### Records for the task
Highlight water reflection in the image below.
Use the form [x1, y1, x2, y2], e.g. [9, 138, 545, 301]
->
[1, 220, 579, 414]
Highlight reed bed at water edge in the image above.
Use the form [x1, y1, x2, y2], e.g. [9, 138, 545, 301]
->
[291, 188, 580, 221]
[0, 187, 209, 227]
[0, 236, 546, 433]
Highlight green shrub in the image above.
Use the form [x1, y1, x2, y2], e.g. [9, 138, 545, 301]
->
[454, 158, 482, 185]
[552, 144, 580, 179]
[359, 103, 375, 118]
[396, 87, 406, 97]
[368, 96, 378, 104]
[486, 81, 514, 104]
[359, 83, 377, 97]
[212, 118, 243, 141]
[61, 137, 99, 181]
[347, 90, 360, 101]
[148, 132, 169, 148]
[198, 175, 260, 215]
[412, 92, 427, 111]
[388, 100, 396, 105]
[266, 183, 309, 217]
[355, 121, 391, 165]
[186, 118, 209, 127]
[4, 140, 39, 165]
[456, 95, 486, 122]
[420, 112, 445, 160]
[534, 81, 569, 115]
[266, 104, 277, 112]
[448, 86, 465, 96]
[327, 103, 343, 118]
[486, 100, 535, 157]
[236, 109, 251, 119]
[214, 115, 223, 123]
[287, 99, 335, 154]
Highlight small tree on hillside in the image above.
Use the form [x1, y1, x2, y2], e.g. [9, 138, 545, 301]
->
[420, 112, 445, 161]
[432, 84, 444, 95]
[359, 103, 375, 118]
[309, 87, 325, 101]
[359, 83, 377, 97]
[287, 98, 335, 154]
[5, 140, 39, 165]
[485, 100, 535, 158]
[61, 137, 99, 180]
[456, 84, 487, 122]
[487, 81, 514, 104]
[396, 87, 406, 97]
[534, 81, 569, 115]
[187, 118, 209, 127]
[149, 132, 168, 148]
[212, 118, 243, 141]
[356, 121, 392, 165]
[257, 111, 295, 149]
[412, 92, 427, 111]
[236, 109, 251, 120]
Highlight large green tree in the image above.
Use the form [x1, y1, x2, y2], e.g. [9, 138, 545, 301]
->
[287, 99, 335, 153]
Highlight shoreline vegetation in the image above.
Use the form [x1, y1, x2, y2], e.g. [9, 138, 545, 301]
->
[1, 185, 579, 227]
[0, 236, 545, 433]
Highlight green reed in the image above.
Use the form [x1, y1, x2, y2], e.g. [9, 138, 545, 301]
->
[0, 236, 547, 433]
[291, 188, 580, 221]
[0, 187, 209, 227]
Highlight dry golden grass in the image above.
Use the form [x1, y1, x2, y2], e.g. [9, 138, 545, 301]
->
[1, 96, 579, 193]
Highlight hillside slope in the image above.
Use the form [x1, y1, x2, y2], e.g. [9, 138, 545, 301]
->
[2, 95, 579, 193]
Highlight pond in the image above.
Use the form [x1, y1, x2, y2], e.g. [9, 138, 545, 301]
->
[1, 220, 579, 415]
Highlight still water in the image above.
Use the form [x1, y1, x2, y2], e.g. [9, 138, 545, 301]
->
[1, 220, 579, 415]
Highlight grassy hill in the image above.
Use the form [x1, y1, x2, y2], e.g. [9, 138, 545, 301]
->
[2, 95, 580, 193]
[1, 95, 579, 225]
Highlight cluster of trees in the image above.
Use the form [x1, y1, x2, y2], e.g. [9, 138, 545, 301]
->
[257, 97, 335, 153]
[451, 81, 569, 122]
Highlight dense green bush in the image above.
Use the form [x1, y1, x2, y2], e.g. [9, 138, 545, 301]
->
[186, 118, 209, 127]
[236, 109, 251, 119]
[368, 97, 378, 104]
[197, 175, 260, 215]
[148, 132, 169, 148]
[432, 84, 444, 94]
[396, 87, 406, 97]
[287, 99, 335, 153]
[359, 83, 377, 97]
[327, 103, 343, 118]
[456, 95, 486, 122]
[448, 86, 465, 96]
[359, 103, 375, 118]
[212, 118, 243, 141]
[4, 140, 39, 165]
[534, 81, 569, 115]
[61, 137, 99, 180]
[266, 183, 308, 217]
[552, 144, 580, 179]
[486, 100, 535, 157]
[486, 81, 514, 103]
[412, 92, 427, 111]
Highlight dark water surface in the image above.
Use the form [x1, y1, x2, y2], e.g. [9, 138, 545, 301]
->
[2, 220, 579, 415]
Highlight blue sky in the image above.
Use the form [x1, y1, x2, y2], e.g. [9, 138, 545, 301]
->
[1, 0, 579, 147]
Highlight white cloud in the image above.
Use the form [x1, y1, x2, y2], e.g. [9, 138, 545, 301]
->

### Required action
When a line of the material above contains the string "reed", it counts. State the total and nothing more.

### Answer section
2